India is the second-most populous country in the world and has a large surface area. The large population ensures a reliable domestic market for locally produced goods and services. The Indian economy has reached the orbit of a high economic growth rate (Sinha, 2004). Unlike 20 years ago, India is widely considered to be an emerging global economic player. As the third-largest economy in the world in terms of Purchasing Power Parity, India is a natural preference for foreign direct investments. Foreign Investment in India Foreign investments have played a crucial role in the growth and development of India’ s economy.

Investments by foreign firms in various sectors of India’ s economy such as telecommunication and energy and infrastructure have enabled the country to achieve an outstanding degree of financial stability. Today, India is one of the world’ s largest and fastest-growing economies, despite the fact that it has a large population. Moreover, foreign investments have allowed India to focus on the development of areas that need economic attention and address the various social issues that challenge people (Hasan, 2001). Gardner (2000) has noted that since independence, successive governments of India have continually sought to attract foreign direct investments from the world’ s major investors such as the United States of America, Britain, France, and Germany.

Foreign investments in India are allowed through financial collaborations, preferential allotments or private equity, through joint ventures and by way of capital markets. However, foreign investments are not allowed in the areas of arms, nuclear coal, railway or mining industries. To make the local market attractive to potential foreign investors, the government has implemented a number of projects in sensitive areas such as electricity generation and distribution, railway and road development and stabilization of the internal economic system.

Recently, the Indian national government passed legislation that allowed foreign direct investments to provide up to 100% of the financing required for certain projects such as the construction of tunnels and bridges. Currently, the government allows foreign investments in financial services including the rapidly growing debit card industry.

▸ DATA EXCERPT:
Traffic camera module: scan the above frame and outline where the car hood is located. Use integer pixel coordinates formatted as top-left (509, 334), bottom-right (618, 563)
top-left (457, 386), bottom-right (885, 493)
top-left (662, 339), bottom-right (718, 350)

▸ WHAT TO WORK ON:
a) Please decide whether each statement agrees with the passage on foreign investment in India, answering yes or no and quoting the words that decide it: (i) foreign investment is barred from the railway industry; (ii) India is the largest economy in the world in terms of Purchasing Power Parity; (iii) recent legislation lets foreign direct investment cover all the financing for some projects, such as building tunnels and bridges.
b) Answer these from the passage on foreign investment in India, one per line:
(i) Which financial services industry does the passage call rapidly growing?
(ii) Which major investor countries does Gardner (2000) name?
(iii) In which sectors have investments by foreign firms helped the country reach financial stability?
The material is kept apart from the passage on foreign investment in India and is not part of it.

▸ TASK-BY-TASK ANSWERS:
a)
(i) Yes: "foreign investments are not allowed in the areas of arms, nuclear coal, railway or mining industries"
(ii) No: "As the third-largest economy in the world in terms of Purchasing Power Parity"
(iii) Yes: "allowed foreign direct investments to provide up to 100% of the financing required for certain projects such as the construction of tunnels and bridges"

b)
(i) The debit card industry
(ii) The United States of America, Britain, France, and Germany
(iii) Telecommunication, energy, and infrastructure